┌─ PASSAGE PROVIDED

A Personal Matter
- Cover of the first Japanese edition
- Author: Kenzaburō Ōe
- Original title: 個人的な体験 Kojinteki na taiken
- Translator: John Nathan
- Language: Japanese
- Genre: Semi-autobiographical
- Publisher: Shinchosha
- Publication date: 1964
- Publication place: Japan
- Published in English: 1968
- Media type: Print

= A Personal Matter =

1964 semi-autobiographical novel by Japanese writer Kenzaburō Ōe

A Personal Matter (個人的な体験, Kojinteki na taiken) is a 1964 semi-autobiographical novel by Japanese Nobel Prize laureate author Kenzaburō Ōe. It tells the story of a young father who must come to terms with the fact that his newborn son is severely mentally disabled.

==Plot==
The plot follows the story of Bird, a 27 year old Japanese man. The book starts with him wondering about a hypothetical trip to Africa, which is a recurrent theme in his mind throughout the story. Soon after day-dreaming about his trip and a brawl with a few local delinquents from the region, Bird receives a call from the doctor of the hospital regarding his newborn child, urging him to talk in person. After meeting with the doctor, he discovers that his son has been born with a brain hernia, although the fact is still obscure to his wife.

Bird is troubled by the revelation, and regrets having to inform the relatives of his wife about the facts concerning the state of the child, who is not expected to survive for long. Not long after, Bird meets an ex-girlfriend of his, called Himiko, who has, after her husband's suicide, become a sexual deviant and eccentric. After a short philosophical discussion, both become drunk and Bird sleeps at Himiko's, only to wake up on the morning after in a deep state of hangover from all the whisky he had drunk the day before. He vomits violently. After freshening up and readying himself for work, Bird goes to his teaching job at a cram school to teach English Literature. Whilst teaching, Bird suddenly becomes wildly nauseated and vomits in his classroom. The classmates disapprove of Bird's behaviour, claiming that he's a drunk and should be fired from his job. Bird worries that he might lose his job.

After the ordeal, he returns to the hospital, sure that his child should have died by now. When he asks the nurse concerning the baby, he is surprised to know that his child is still alive, and if still surviving after a few days, is expected to go through brain surgery, even though the prospects of him turning into a healthy normal child is non-existent. Bird struggles with this fact, and desires the child to die as soon as possible so as to not have the responsibility for the so-called "monster baby" to ruin his life and his prospects for travelling by himself to the African Continent. The internal psychological struggle that he has to go through makes him feel fear, anger and shame, towards the baby and himself.

└─
┌─ ENTRIES SUPPLIED

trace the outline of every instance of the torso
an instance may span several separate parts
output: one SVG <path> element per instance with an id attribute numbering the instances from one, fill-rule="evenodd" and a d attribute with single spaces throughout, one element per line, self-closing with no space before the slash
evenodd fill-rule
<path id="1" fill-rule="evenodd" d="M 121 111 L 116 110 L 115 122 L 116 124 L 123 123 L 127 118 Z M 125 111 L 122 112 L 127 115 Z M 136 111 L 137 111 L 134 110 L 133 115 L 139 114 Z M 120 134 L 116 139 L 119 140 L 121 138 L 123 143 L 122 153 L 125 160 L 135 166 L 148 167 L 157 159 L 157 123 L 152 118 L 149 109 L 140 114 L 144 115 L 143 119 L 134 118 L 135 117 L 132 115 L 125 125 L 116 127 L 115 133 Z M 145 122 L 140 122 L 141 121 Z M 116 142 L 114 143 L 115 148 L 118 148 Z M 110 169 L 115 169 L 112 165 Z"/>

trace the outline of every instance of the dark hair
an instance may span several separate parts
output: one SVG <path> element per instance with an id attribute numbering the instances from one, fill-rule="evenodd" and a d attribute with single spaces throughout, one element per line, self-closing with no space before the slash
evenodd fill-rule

└─

#### ABOUT THIS EXERCISE
According to the text about the novel, what kind of job does Bird go to after waking at Himiko's? The records are a separate set of material and are not connected to the text about the novel.

#### RESULT FOR THIS EXERCISE
He teaches English Literature at a cram school.